Document —
Root Cause (if applicable)

  • Root cause: chat.send registered its AbortController only after awaited attachment/model preprocessing, while chat.abort can only cancel a run it can find in chatAbortControllers.
  • Missing detection / guardrail: coverage did not previously pin the abort-before-registration window for attachment sends.
  • Contributing context (if known): attachment preprocessing can await model-catalog checks and media staging before the agent dispatch path begins.

Regression Test Plan (if applicable)

Listed entries —
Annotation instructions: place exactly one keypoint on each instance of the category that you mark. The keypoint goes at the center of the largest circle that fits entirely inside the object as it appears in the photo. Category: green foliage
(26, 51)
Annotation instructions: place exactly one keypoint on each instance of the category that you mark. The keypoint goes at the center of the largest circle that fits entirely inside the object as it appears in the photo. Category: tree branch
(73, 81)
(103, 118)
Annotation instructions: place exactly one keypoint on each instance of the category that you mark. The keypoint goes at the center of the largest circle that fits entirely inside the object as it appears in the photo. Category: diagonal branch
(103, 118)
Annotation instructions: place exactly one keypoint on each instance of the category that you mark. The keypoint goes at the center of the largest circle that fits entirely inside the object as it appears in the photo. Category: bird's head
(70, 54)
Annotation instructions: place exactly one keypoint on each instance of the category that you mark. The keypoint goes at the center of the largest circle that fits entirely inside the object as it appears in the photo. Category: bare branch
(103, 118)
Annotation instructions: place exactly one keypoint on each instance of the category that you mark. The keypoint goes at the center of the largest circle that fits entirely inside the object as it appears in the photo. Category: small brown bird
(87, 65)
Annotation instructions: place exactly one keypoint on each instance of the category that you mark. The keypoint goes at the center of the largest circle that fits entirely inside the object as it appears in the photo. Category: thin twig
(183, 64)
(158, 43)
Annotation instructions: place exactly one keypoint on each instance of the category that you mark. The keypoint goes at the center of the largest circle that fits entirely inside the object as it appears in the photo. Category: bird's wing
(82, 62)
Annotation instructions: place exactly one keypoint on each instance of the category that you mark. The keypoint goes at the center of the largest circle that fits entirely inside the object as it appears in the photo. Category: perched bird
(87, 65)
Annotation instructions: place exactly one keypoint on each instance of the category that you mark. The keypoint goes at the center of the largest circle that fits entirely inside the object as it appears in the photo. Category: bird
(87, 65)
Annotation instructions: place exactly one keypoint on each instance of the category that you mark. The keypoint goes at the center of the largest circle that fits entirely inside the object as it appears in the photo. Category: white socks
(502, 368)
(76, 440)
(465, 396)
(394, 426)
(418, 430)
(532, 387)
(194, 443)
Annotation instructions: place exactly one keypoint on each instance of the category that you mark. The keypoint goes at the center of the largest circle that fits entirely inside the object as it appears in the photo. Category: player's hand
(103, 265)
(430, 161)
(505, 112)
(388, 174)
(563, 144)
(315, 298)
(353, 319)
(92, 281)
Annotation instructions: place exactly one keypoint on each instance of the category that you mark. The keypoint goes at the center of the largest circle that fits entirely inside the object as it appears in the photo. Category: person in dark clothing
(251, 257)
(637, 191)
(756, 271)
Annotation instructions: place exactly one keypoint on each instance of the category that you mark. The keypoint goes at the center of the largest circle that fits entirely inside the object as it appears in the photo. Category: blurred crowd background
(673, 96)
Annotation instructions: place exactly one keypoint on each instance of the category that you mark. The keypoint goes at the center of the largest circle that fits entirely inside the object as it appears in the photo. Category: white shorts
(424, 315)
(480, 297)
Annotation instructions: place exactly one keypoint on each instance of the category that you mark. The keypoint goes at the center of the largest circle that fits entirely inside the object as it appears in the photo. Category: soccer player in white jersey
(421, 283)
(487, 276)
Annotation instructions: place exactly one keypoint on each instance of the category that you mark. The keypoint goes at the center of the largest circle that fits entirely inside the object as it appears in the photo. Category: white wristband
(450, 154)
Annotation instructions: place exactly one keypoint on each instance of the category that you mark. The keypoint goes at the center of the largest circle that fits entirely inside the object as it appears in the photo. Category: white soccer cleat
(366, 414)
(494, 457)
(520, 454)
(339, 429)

Exercise description — Please list each label that begins a bullet point in the root-cause section, without the text after it. The items play no part in what follows and can be set aside.

Response below —
Root cause
Missing detection / guardrail
Contributing context (if known)